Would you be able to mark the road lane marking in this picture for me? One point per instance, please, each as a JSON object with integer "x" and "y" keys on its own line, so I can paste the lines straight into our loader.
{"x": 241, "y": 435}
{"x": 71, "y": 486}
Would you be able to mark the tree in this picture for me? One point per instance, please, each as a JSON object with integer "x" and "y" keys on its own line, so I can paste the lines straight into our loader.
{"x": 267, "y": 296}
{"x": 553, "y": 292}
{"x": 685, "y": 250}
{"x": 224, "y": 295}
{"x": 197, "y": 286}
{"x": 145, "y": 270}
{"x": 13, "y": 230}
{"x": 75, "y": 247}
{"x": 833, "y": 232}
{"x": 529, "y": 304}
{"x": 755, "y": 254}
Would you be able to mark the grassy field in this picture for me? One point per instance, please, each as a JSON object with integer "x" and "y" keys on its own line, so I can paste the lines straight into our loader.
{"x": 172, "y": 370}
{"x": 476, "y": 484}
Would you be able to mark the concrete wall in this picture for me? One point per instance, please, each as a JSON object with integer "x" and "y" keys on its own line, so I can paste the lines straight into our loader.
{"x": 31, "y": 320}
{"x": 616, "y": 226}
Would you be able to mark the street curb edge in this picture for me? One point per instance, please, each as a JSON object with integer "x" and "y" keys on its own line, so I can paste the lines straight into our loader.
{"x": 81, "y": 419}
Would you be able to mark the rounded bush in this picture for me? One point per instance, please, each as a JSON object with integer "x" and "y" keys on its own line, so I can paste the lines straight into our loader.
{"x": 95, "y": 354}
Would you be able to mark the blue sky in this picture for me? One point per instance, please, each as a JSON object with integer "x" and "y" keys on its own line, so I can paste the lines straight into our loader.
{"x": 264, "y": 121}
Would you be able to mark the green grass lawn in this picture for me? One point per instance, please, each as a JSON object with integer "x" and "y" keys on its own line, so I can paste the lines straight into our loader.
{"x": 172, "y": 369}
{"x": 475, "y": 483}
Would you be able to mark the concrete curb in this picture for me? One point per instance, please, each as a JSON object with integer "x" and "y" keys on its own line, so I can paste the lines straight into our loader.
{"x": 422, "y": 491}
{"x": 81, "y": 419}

# # #

What you are asked to do = Starting with the line containing "Would you be able to mark the street" and going through the last line, rewrite those lines with "loader" swapped for "importer" and everything else left as is.

Result of this exercise =
Would you be able to mark the street curb edge in this picture for me? One point per instance, please, each as a JSON object with integer "x" and "y" keys on its own line, so I can paste the lines straight into our importer.
{"x": 81, "y": 419}
Would you be able to mark the rounded bush in this picture for me? One point per instance, please, each as a JSON object with integer "x" and "y" keys on its own line, so I can paste the lines straight into our importer.
{"x": 95, "y": 354}
Would you be able to mark the blue sky in this picture for me? One point per instance, please, each as a JSON object with integer "x" and "y" keys on its own line, so I can paste the lines straight into our importer.
{"x": 264, "y": 121}
Would you be able to mark the green grass lawn in this picture for me? One point per instance, please, each as a JSON object with integer "x" and "y" keys on its own line, so I can paste the lines straight into our importer.
{"x": 172, "y": 369}
{"x": 475, "y": 483}
Would you be able to mark the concrete curb in this picture for me? One point per instance, please, each as a JSON object with integer "x" and "y" keys on its own line, so I can paste the lines straight into our importer.
{"x": 422, "y": 491}
{"x": 81, "y": 419}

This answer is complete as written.